■ **Problema 1**:
Rispondi a queste domande sull'intervista a Luisa Morgantini:
(a) In che anno e in quale valle è nata?
(b) In quale brigata combatteva suo padre come partigiano?
(c) Quanti soldi aveva in tasca quando è scappata a diciotto anni, e chi glieli aveva dati?

■ **Brano fornito**:
“Ci sono donne che lottano un giorno e sono brave, altre che lottano un anno e sono più brave, ci sono quelle che lottano più anni e sono ancora più brave, però ci sono quelle che lottano tutta la vita: esse sono le indispensabili.”
(Liberamente tratto da Bertolt Brecht)
Intervisto Luisa Morgantini il 13 dicembre e le chiedo di iniziare da qui. Eri a Milano quel 12 dicembre 1969. Che cosa ricordi?
Il clima di Milano era straordinario. Nel pieno dell’autunno caldo io lavoravo al sindacato metalmeccanico, alla FLM, c’erano scioperi e lotte quotidiane. Operai e studenti uniti nella lotta. La bomba di piazza Fontana e l’assassinio di Pinelli sono indelebili nella mia memoria; ricordo come scendevamo in piazza, come invademmo il Palazzo di Giustizia cantando la ballata di Pinelli. Già allora si parlava di “strategia della tensione”.
Torniamo indietro. Raccontami le tue origini
La mia “militanza” è iniziata molto presto: a dieci anni sono stata con mia madre per mesi nella fabbrica tessile occupata, a undici ero nei pionieri del Partito Comunista nella valle dell’Ossola dove sono nata nel 1940. Mio padre era partigiano nella Brigata Garibaldi. Ho ricordi vivi di allora, anche se lui non ci teneva a raccontarmeli. Mi diceva: “La guerra è brutta da qualunque parte la si faccia.”
Quando sono cresciuta ho deciso di lasciare quella valle. Avevo fatto solo le scuole “commerciali” e volevo rompere le montagne che la circondavano, scappare, capire chi ero e vedere oltre. Volevo la libertà, non essere condizionata e scoprire il mondo. Leggevo qualsiasi cosa mi capitasse; diffondendo l’Unità alla domenica avevo letto un articolo dove si parlava di Bologna, “città dotta e comunista”. A diciotto anni decisi di partire. Mia madre mi chiuse in casa, ma riuscii a scappare con l’aiuto di mio fratello più piccolo con 10.000 lire in tasca datemi da due operai della Sisma.

[Dati di posizionamento dei punti]

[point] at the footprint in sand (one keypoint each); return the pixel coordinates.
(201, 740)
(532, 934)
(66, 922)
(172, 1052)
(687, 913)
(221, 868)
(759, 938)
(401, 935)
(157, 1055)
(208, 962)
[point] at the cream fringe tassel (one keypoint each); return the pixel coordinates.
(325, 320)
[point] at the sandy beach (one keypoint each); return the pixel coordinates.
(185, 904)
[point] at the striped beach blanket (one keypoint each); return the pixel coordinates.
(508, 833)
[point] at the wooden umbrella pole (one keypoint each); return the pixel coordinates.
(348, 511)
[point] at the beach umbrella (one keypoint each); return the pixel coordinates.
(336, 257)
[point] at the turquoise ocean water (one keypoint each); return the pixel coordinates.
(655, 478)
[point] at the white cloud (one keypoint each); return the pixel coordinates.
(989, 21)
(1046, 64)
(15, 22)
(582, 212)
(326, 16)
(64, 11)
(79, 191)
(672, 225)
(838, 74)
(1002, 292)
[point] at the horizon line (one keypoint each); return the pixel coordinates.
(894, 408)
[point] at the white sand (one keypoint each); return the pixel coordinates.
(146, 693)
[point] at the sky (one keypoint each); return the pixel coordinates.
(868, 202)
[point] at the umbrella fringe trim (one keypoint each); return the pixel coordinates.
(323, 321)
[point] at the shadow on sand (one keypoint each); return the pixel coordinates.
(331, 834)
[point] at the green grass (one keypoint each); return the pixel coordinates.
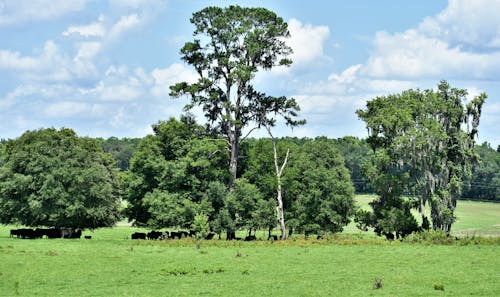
(110, 264)
(119, 267)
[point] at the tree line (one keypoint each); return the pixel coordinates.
(419, 143)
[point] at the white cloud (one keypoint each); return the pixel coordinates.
(463, 41)
(22, 11)
(164, 78)
(125, 23)
(414, 55)
(67, 109)
(468, 22)
(306, 41)
(49, 64)
(91, 30)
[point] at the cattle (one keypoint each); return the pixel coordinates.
(14, 232)
(53, 233)
(389, 236)
(174, 235)
(153, 235)
(139, 235)
(71, 233)
(230, 235)
(26, 233)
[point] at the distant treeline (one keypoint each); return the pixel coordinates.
(484, 184)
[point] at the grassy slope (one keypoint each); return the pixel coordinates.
(112, 265)
(101, 267)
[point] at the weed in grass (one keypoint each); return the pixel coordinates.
(178, 271)
(438, 286)
(52, 253)
(377, 284)
(16, 287)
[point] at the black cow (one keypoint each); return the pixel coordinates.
(26, 233)
(14, 232)
(53, 233)
(174, 235)
(153, 235)
(139, 235)
(71, 233)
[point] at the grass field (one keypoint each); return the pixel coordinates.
(110, 264)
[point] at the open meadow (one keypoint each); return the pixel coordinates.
(110, 264)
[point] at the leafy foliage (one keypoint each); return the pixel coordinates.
(231, 45)
(172, 174)
(323, 191)
(54, 178)
(421, 146)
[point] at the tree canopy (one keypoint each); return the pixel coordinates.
(55, 178)
(427, 138)
(231, 45)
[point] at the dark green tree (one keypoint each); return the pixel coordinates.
(421, 133)
(355, 152)
(231, 45)
(55, 178)
(171, 173)
(323, 189)
(121, 149)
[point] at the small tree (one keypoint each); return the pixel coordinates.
(325, 195)
(428, 137)
(54, 178)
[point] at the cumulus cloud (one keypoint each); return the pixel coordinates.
(473, 24)
(306, 41)
(164, 78)
(50, 64)
(22, 11)
(95, 29)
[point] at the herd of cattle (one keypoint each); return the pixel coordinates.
(158, 235)
(27, 233)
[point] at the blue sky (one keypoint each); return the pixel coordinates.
(103, 68)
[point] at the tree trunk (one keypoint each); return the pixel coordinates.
(235, 150)
(279, 172)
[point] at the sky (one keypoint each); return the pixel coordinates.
(103, 68)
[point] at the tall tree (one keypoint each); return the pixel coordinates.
(323, 189)
(422, 134)
(231, 45)
(54, 178)
(171, 175)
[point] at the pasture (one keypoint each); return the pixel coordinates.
(110, 264)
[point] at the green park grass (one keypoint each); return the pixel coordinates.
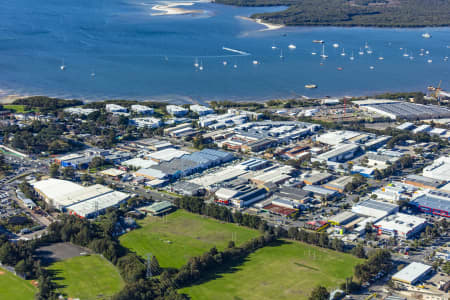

■ **Problema 2**: Nell'elenco, dalla riga che contiene "[point] at the cumulus" fino alla fine dell'elenco, estremi inclusi, sostituisci "pixel coordinates" con "image coordinates" e riscrivi solo quelle righe, lasciando invariato tutto il resto. Non includere le immagini.

■ **Soluzione 1**:
(a) Nel 1940, nella valle dell'Ossola.
(b) Nella Brigata Garibaldi.
(c) 10.000 lire, datele da due operai della Sisma.

■ **Soluzione 2**:
[point] at the cumulus cloud (one keypoint each); return the image coordinates.
(473, 24)
(306, 41)
(164, 78)
(50, 64)
(22, 11)
(95, 29)
[point] at the herd of cattle (one keypoint each); return the image coordinates.
(158, 235)
(27, 233)
[point] at the blue sky (one keypoint each); return the image coordinates.
(103, 68)
[point] at the tree trunk (one keypoint each); return the image coordinates.
(235, 150)
(279, 172)
[point] at the sky (one keypoint each); return the image coordinates.
(103, 68)
[point] at the tall tree (one keypoint each); return the image coordinates.
(323, 189)
(422, 134)
(231, 45)
(54, 178)
(171, 175)
[point] at the pasture (one keypoint each); return the image coordinates.
(110, 264)
[point] at the green park grass (one keypoint each); return the image coordinates.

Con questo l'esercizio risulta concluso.